# Data provided
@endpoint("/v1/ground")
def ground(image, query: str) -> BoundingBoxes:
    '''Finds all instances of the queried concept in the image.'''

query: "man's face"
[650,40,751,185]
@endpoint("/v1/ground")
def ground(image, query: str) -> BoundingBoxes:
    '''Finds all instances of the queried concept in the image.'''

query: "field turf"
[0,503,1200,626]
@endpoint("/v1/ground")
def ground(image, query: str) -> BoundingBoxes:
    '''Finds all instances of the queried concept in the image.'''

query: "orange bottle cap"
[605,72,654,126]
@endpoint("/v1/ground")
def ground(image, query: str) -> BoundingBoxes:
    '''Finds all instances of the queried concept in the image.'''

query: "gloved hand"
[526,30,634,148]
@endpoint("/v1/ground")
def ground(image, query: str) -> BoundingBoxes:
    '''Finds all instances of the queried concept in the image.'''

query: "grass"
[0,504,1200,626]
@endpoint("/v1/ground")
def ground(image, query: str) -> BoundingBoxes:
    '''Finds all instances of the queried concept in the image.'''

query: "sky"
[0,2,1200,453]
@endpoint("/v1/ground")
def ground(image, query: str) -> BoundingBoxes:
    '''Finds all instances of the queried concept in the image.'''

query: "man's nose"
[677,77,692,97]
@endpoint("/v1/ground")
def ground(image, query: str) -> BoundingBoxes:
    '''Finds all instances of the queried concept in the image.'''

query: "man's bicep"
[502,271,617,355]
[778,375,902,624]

# Task description
Reproduce all of the lines above verbatim, with no changes to characters, spacing, or order.

# Answer to this problem
@endpoint("/v1/ground")
def ground(image, query: str) -> BoundingBoxes:
    '''Finds all instances of the queried concept in the image.'''

query: "man's face"
[650,40,751,185]
@endpoint("/v1/ground")
def ground(image, query: str) -> BoundingBoxes:
    '''Finds all instances of the queried concept in the image.'''

query: "field turf"
[0,503,1200,626]
@endpoint("/v1/ground")
def ground(image, query: str) -> BoundingBoxes:
    '''Finds all instances of the queried concept in the image.'''

query: "orange bottle cap"
[605,72,654,126]
@endpoint("/v1/ground")
def ground(image, query: str) -> BoundingBoxes:
    '''Finds all instances of the queried concept in the image.'''

query: "gloved hand"
[526,30,634,148]
@endpoint("/v1/ground")
def ground(image, query: str) -> BoundingBoxes:
    '''Finds all instances of the queried concept in the image.'''

query: "grass"
[0,504,1200,626]
@endpoint("/v1/ground")
def ground(image, query: str) -> BoundingBoxes:
    '''Finds all instances of the queried concept in the image.'''

query: "sky"
[0,2,1200,453]
@endpoint("/v1/ground")
def ground(image, query: str) -> BoundingBoxes:
    '''Finds all instances of the queried concept in the image.'''

query: "man's nose"
[677,77,692,97]
@endpoint("/v1/ground")
def ground(image, query: str) -> BoundingBoxes:
    '''Finds all instances of the queried concept in the image.'''

query: "man's bicep"
[502,271,617,355]
[778,375,902,624]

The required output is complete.